Как протекала дальнейшая жизнь игумена Мануила я не знаю, ибо познакомился с ним лишь незадолго до революции, а ближе узнал его только во дни своего пребывания в скиту. Это был уже глубокий старец, очень растолстевший и обленившийся, ничем не интересовавшийся и равнодушный ко всему окружающему. Он еле передвигался с места на место, да и то с помощью двух послушников, поддерживавших его, хотя не пропускал ни одной церковной службы и аккуратно являлся в храм четыре раза в сутки на утреню, раннюю обедню, вечерню и всенощную, где предавался дремоте. Тем не менее от его зоркого наблюдения не ускользал ни малейший промах священнослужителей, которых он грозно окрикивал, замечая ошибку. Его игуменское кресло стояло раньше в алтаре, но по требованию братии, заявившей игумену, что он своим присутствием в алтаре вносит соблазн, было вынесено на левый клирос. Игумен Мануил подчинился требованию, однако не простил его, и, сидя на клиросе, проявлял свою игуменскую власть в формах еще более строгих, чем раньше.
– Чего ты вертишься в алтаре, как скотина, – раздавался с клироса властный голос игумена, обращенный к новопоставленному диакону, неумело совершавшему каждение.
В устах всякого другого такие приемы и напрашивались бы на осуждение, однако со стороны игумена Мануила здесь было столько простодушия и незлобливости, столько опытов дознанной уверенности в неприменимости никаких иных приемов отношения к его невежественной и грубой братии, что, конечно, осуждать его было бы несправедливо. И сам игумен прошел суровую школу жизни, сам вышел из крестьян и братию свою дисциплинировал способами, казавшимися ему наилучшими, не допуская и мысли, что его методы и системы воспитания братии могут рождать соблазн. Скит, начальником которого он был, являлся в его глазах вотчиной, а братия – его даровыми работниками. И со своей точки зрения он был прав, ибо никак не мог стать на другую точку зрения. Игумен Мануил, вступив в управление скитом, застал там только заброшенное ущелье между горами, не поддававшееся никакой обработке, усеянное пнями от срубленного леса, однако обладая исключительной энергией и большим практическим умом прирожденного строителя, привел скит в цветущее состояние, обновил старую маленькую церковь, заложил фундамент и довел до первого этажа огромный каменный храм, выстроил игуменский и братский корпуса, гостиницу для паломников, создал дивную пасеку и фруктовый сад и заставил говорить о себе и своей деятельности не только Киев, но и соседние губернии. Так как в этой работе ему не только никто не помогал, а наоборот, все, кто мог, мешали, то игумен Мануил, закончив свою строительскую деятельность, замкнулся в скиту, не входил в общение даже с архиерейской властью и проявлял чрезвычайную независимость и самостоятельность.
С назначением митрополита Владимира в Киев, Владыка, объезжая свою епархию, посетил и "Скит Пречистыя", расположенный на окраине города. После торжественного богослужения и достодолжного приема митрополиту была предложена роскошная трапеза, стол ломился от питий и яств, а в хрустальных вазах, откуда-то взятых напрокат, красовались дивные груши-дюшес. Залюбовавшись ими, митрополит взял одну:
– Вот Вы взяли грушу, – сказал игумен Мануил митрополиту, а того не знаете, что каждая из них стоит 10 рублей. А кто мне дал денег, чтобы купить их?! Лавра? Нет, своим потом и трудом заработал их, да теперь и Вас угощаю! Вот оно что! Кушайте, Владыка, на здоровье!

◆ **Письменное задание A**:
Воспроизведите из текста об игумене Мануиле отрывок от «С назначением митрополита» до «Владыка, на здоровье!» без изменений.
◆ **Письменное задание B**:
Назовите все церковные службы, на которые, по тексту об игумене Мануиле, он являлся в храм каждые сутки.

◆ **Записи**:
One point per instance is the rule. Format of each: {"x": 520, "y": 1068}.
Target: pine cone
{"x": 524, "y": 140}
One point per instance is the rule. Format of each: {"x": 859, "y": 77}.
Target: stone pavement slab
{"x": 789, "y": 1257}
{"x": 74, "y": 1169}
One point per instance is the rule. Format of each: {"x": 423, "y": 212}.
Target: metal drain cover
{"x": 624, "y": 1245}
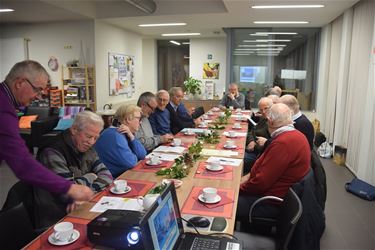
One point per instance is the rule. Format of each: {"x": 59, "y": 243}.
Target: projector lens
{"x": 133, "y": 237}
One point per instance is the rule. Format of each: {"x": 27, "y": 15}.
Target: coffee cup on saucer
{"x": 120, "y": 185}
{"x": 229, "y": 144}
{"x": 63, "y": 231}
{"x": 177, "y": 142}
{"x": 147, "y": 201}
{"x": 209, "y": 194}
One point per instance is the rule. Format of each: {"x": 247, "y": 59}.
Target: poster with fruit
{"x": 211, "y": 70}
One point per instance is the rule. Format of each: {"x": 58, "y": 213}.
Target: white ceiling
{"x": 205, "y": 16}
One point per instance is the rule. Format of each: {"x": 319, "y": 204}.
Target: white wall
{"x": 109, "y": 38}
{"x": 54, "y": 39}
{"x": 199, "y": 49}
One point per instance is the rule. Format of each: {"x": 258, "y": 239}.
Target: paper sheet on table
{"x": 163, "y": 157}
{"x": 168, "y": 149}
{"x": 195, "y": 130}
{"x": 209, "y": 152}
{"x": 239, "y": 134}
{"x": 225, "y": 161}
{"x": 108, "y": 202}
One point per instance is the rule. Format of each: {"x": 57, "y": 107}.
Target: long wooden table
{"x": 83, "y": 211}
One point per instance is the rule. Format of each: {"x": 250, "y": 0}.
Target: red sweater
{"x": 284, "y": 162}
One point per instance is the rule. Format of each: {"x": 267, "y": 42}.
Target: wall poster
{"x": 121, "y": 74}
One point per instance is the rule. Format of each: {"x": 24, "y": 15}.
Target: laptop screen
{"x": 164, "y": 224}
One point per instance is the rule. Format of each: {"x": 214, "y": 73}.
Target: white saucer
{"x": 216, "y": 200}
{"x": 153, "y": 164}
{"x": 230, "y": 147}
{"x": 56, "y": 242}
{"x": 209, "y": 167}
{"x": 127, "y": 190}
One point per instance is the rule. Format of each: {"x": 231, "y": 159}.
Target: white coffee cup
{"x": 209, "y": 194}
{"x": 63, "y": 231}
{"x": 232, "y": 133}
{"x": 214, "y": 165}
{"x": 147, "y": 201}
{"x": 120, "y": 185}
{"x": 229, "y": 143}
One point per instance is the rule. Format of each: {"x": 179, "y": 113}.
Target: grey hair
{"x": 173, "y": 91}
{"x": 280, "y": 114}
{"x": 145, "y": 97}
{"x": 84, "y": 118}
{"x": 28, "y": 68}
{"x": 291, "y": 101}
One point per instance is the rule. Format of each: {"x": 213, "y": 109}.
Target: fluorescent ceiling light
{"x": 174, "y": 42}
{"x": 161, "y": 24}
{"x": 273, "y": 40}
{"x": 182, "y": 34}
{"x": 299, "y": 6}
{"x": 280, "y": 22}
{"x": 6, "y": 10}
{"x": 273, "y": 33}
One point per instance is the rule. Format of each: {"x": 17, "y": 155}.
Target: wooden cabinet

◆ **Полное решение A**:
С назначением митрополита Владимира в Киев, Владыка, объезжая свою епархию, посетил и "Скит Пречистыя", расположенный на окраине города. После торжественного богослужения и достодолжного приема митрополиту была предложена роскошная трапеза, стол ломился от питий и яств, а в хрустальных вазах, откуда-то взятых напрокат, красовались дивные груши-дюшес. Залюбовавшись ими, митрополит взял одну:
– Вот Вы взяли грушу, – сказал игумен Мануил митрополиту, а того не знаете, что каждая из них стоит 10 рублей. А кто мне дал денег, чтобы купить их?! Лавра? Нет, своим потом и трудом заработал их, да теперь и Вас угощаю! Вот оно что! Кушайте, Владыка, на здоровье!

◆ **Полное решение B**:
Утреня, ранняя обедня, вечерня, всенощная.